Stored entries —
============================================================

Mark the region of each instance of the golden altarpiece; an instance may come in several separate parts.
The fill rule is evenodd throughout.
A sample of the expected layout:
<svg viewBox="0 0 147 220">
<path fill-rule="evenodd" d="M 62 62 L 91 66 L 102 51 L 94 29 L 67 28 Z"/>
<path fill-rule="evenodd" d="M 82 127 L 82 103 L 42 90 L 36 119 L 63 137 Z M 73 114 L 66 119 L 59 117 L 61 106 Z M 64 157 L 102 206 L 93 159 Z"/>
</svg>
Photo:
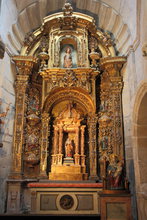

============================================================

WHAT TO WORK ON — Reproduce every line of the records above word for word, leaving out the picture.

ANSWER TO THE EXERCISE —
Mark the region of each instance of the golden altarpiece; an instance may come in several separate parts.
The fill rule is evenodd throughout.
A sample of the expected layout:
<svg viewBox="0 0 147 220">
<path fill-rule="evenodd" d="M 62 62 L 91 66 L 102 51 L 94 29 L 67 28 Z"/>
<path fill-rule="evenodd" d="M 82 127 L 82 103 L 42 90 L 36 119 L 63 137 Z M 73 114 L 66 119 L 59 117 L 61 106 Z M 64 157 L 102 206 L 93 159 Z"/>
</svg>
Photo:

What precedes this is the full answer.